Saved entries
======
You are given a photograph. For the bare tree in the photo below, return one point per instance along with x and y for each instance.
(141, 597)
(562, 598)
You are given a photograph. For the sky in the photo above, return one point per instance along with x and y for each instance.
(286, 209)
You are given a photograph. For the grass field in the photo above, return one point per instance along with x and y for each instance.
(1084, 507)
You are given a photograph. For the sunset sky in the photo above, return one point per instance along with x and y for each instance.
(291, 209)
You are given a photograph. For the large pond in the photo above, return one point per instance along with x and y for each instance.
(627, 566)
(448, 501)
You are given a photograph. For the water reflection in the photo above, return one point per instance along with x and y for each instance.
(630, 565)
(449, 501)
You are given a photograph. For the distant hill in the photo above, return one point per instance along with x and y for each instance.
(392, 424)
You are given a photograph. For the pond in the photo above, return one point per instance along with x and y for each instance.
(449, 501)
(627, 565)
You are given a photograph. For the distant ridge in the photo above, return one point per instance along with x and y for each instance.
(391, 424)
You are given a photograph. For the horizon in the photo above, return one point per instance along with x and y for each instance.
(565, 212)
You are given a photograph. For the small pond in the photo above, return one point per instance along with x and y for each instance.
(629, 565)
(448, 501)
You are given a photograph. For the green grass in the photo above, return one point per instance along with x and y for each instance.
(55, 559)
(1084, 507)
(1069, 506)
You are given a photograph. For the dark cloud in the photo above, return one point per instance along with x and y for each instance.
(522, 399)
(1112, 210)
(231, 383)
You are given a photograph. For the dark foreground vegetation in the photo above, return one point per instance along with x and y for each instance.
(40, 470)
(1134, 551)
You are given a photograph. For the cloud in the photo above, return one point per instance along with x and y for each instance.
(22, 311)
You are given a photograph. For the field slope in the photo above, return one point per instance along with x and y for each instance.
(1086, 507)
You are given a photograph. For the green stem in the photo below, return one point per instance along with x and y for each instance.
======
WRITTEN PROBLEM: Rewrite the entries starting at the line that contains "You are given a photograph. For the grass" and ending at the line that contains "(1086, 507)", swapping "pond" for "lake" and leaving everything else unchanged. Give only those lines.

SOLUTION TO THIS EXERCISE:
You are given a photograph. For the grass field in the photo above, return one point per instance along with x and y for each instance.
(1084, 507)
You are given a photograph. For the sunset sky in the photo above, return one point per instance along with x and y for each instance.
(291, 209)
You are given a photograph. For the large lake in the photo above, return one point per instance along with x and y for each instance.
(627, 566)
(448, 501)
You are given a photograph. For the water reflection in the photo above, return one point per instance along with x and y for each instance.
(630, 565)
(449, 501)
You are given a photograph. For the distant hill in the photo above, return one point per instance along with x and y for each instance.
(392, 424)
You are given a photograph. For the lake in the photo above, return one point per instance along with x and y for each instance.
(449, 501)
(627, 565)
You are given a photograph. For the distant ridge in the photo above, return one point per instance along with x and y for each instance.
(391, 424)
You are given a photograph. For the horizon in the photo above, return one point per instance along with x and y for each instance.
(565, 212)
You are given a photograph. For the small lake in the photo above, return one point per instance along with x and y for each instance.
(629, 565)
(448, 501)
You are given a photograph. For the green grass in the photo above, return one point per instance along with x and y for each instance.
(55, 559)
(1084, 507)
(1069, 506)
You are given a photograph. For the dark cloud in the photo above, return one point per instance along with x and y for each instance.
(522, 399)
(1112, 210)
(231, 383)
You are given a photograph. For the dark foreground vegetation in the photo above, return one point per instance along with x and y for each instance.
(40, 470)
(1134, 551)
You are given a photograph. For the cloud in the photo above, return one point per instance along with x and y for each instance.
(22, 311)
You are given a photograph. For the field slope in the photo above, return one point per instance along with x and y for each instance.
(1086, 507)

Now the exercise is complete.